→ **Material supplied**:

[Start]

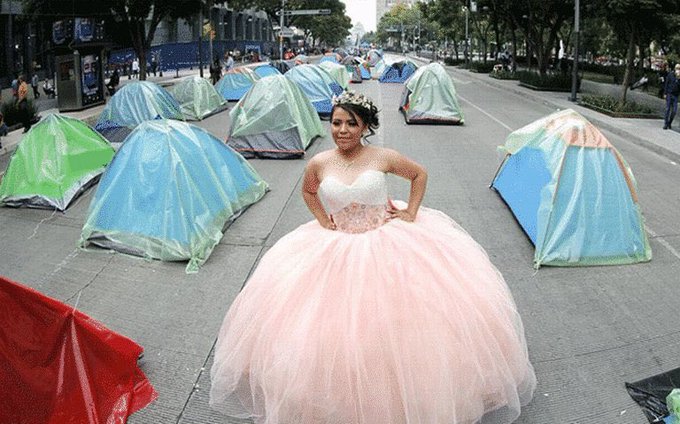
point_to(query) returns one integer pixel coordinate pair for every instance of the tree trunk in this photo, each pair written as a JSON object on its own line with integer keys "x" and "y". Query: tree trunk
{"x": 630, "y": 59}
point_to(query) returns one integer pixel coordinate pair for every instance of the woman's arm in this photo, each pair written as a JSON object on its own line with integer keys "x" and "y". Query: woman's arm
{"x": 404, "y": 167}
{"x": 310, "y": 187}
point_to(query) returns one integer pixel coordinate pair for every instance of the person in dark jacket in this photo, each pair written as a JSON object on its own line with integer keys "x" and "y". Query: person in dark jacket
{"x": 671, "y": 92}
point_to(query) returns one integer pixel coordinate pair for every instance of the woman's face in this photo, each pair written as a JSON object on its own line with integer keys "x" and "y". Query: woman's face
{"x": 346, "y": 129}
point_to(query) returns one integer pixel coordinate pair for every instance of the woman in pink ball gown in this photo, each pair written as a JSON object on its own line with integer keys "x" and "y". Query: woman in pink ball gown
{"x": 377, "y": 312}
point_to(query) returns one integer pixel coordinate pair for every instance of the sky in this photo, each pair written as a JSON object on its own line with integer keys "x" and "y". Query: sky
{"x": 361, "y": 11}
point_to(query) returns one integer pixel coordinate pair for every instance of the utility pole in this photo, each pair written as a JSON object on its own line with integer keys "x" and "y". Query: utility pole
{"x": 574, "y": 75}
{"x": 283, "y": 5}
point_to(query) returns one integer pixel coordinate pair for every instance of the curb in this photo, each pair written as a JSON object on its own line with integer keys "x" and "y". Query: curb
{"x": 634, "y": 138}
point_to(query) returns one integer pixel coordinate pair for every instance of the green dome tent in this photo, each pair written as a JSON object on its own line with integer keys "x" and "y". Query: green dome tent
{"x": 197, "y": 97}
{"x": 58, "y": 159}
{"x": 274, "y": 119}
{"x": 338, "y": 72}
{"x": 429, "y": 97}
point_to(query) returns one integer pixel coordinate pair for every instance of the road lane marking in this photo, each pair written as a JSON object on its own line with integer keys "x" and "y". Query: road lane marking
{"x": 498, "y": 121}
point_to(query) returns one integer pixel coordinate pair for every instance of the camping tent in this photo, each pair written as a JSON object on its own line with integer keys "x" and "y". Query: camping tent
{"x": 59, "y": 158}
{"x": 168, "y": 194}
{"x": 429, "y": 97}
{"x": 197, "y": 97}
{"x": 317, "y": 84}
{"x": 266, "y": 70}
{"x": 378, "y": 69}
{"x": 235, "y": 83}
{"x": 61, "y": 366}
{"x": 362, "y": 64}
{"x": 331, "y": 57}
{"x": 373, "y": 57}
{"x": 572, "y": 193}
{"x": 274, "y": 119}
{"x": 398, "y": 71}
{"x": 338, "y": 72}
{"x": 133, "y": 104}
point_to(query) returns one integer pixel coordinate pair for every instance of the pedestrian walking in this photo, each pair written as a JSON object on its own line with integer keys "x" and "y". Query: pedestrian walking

[End]

→ **Aim**:
Reproduce all of the records above with each "utility pole" replaced by "telephone pole" and nothing else changed. Omit the pictures from your answer.

→ **Answer to this task**:
point_to(query) returns one integer pixel coordinate pair for every instance of the tree trunk in this photo, each pair written as a JSON object on its own line with integer keys "x" and "y". Query: tree trunk
{"x": 630, "y": 59}
point_to(query) returns one integer pixel coordinate pair for every instance of the woman's arm in this photo, each pair written as a JSON object on its own line with integer keys "x" and "y". Query: woman's arm
{"x": 404, "y": 167}
{"x": 310, "y": 187}
point_to(query) returns one integer pixel coordinate pair for every instance of the person in dark jacket in this photo, each pair written as a JSON object on its own line with integer keys "x" and "y". Query: person in dark jacket
{"x": 671, "y": 92}
point_to(query) returns one integer pixel coordinate pair for every instance of the woman's face in this photo, each pair written as a JSON object on its own line with integer keys "x" and "y". Query: woman's face
{"x": 346, "y": 129}
point_to(query) returns one integer pixel coordinate pair for every instance of the woman in pink ball gown in this photo, each pair written as a JSON object on its own line with integer keys "x" and "y". Query: woman in pink ball gown
{"x": 377, "y": 312}
point_to(query) returns one integer pixel coordinate pair for every instance of the sky in this photo, each pair written as a JSON object on its own line with integer keys "x" and "y". Query: sky
{"x": 361, "y": 11}
point_to(query) returns one integer pixel coordinate pair for every instance of the telephone pole in this photo, each pair written as a JSON object on its own line with integer keys "x" and "y". Query: telephone pole
{"x": 574, "y": 75}
{"x": 283, "y": 5}
point_to(query) returns one integer pixel coordinate pair for every instance of the curb in this photo, each pair written as a JSON object on its own line with integer keys "x" and "y". Query: curb
{"x": 634, "y": 138}
point_to(query) returns one integer pixel coordinate pair for every instance of the green dome tent in this photo, each pair written as a JSON object on its own line with integer keys "x" and "y". Query: green dome tent
{"x": 197, "y": 97}
{"x": 58, "y": 159}
{"x": 274, "y": 119}
{"x": 338, "y": 72}
{"x": 429, "y": 97}
point_to(query) returns one integer pixel coordinate pair for every instance of the road lane marking in this photo, each pair written as a JSON object on its own line with integer keys "x" and "y". Query: road lane marking
{"x": 498, "y": 121}
point_to(query) returns one integer pixel coordinate pair for every instance of the camping tent in this photo, each pair written as a JSON object on its own line with integer keys "x" and "y". Query: camping tent
{"x": 59, "y": 158}
{"x": 168, "y": 194}
{"x": 429, "y": 97}
{"x": 197, "y": 97}
{"x": 317, "y": 84}
{"x": 266, "y": 70}
{"x": 378, "y": 69}
{"x": 235, "y": 83}
{"x": 61, "y": 366}
{"x": 362, "y": 64}
{"x": 331, "y": 57}
{"x": 373, "y": 57}
{"x": 572, "y": 193}
{"x": 274, "y": 119}
{"x": 398, "y": 71}
{"x": 338, "y": 72}
{"x": 133, "y": 104}
point_to(query) returns one integer pixel coordinate pair for every instance of the pedestrian walking in this photo, each pair written as a JSON object on its own line with integer keys "x" and "y". Query: pedestrian walking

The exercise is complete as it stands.